To do:
Answer these questions from the passage on priestly formation below.
1. After how many years of service in formation does the writer return to the Gregorian University?
2. Which document, cited as PDV 43, calls human formation the foundation of all other dimensions of the person?
3. According to the passage, what did Pope Francis stress to a group of formators on 7 October 2017?

Passage shown:
It is the providential plan of God that I return to the Gregorian University after 12 years of service in formation.  This coming home has opened to me the possibility to collaborate with the Centre for Child Protection (CCP) and to have a closer look at the reality of sexual abuse. In particular, I am researching  human formation in the training to the priesthood. The research is important to address boundary violations by clergy, which was once was a topic covered by silence and secrecy but is now a national and international media topic that grips the Church (LaPlante, 2014; Zollner, 2017).

Whatever the challenge or the issue about priesthood – such as ministry, celibacy, formation, relationships, Church, etc. – the real concern is about its integrity and authenticity, leading to the question "what is going on in the formation to the priesthood?" This question points to another specific area of formation, "where are we in the human formation to the priesthood?”, which is considered in Pastores Dabo Vobis (PDV 43) as the foundation of all other dimensions of the person.  The rationale for the specific attention given to psychosexual integration and human maturity in the study is the evidence of painful realities of infidelities in living the priestly identity, which evidences not only human vulnerability but also the fact of non-integration.  The context of challenges arising from the facts of child sexual abuse (CSA), boundary violations in the context of pastoral care, and various problems related to sexuality in the lives of the few vulnerable shepherds who caused great pain to many is “the wounds inflicted on Christ’s body” (Benedict XVI, 19 March, 2010).  Their lifestyle was a contradiction to the commission of Jesus to “tend my sheep” (Jn 21:16) and “be my witnesses” (Acts 1:18).  Speaking to a group of formators, Pope Francis (7 October 2017) stresses that “the theme of priestly formation is crucial to the mission of the Church.”  It requires a “serious journey of formation” (The Gift of Priestly Vocation [GPV], 2016, 1) and that the formators be capable of guiding the candidates – a “mystery to himself” (GPV 28).  This is a risky project as it is an attempt to articulate the complex reality of formation to priesthood and much more the delicate issue of psychosexual integration and human maturity.

Entries shown:
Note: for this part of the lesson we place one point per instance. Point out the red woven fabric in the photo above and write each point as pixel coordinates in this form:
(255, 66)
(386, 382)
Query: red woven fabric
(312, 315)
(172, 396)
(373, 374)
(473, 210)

Task solution:
1. 12 years.
2. Pastores Dabo Vobis.
3. That "the theme of priestly formation is crucial to the mission of the Church."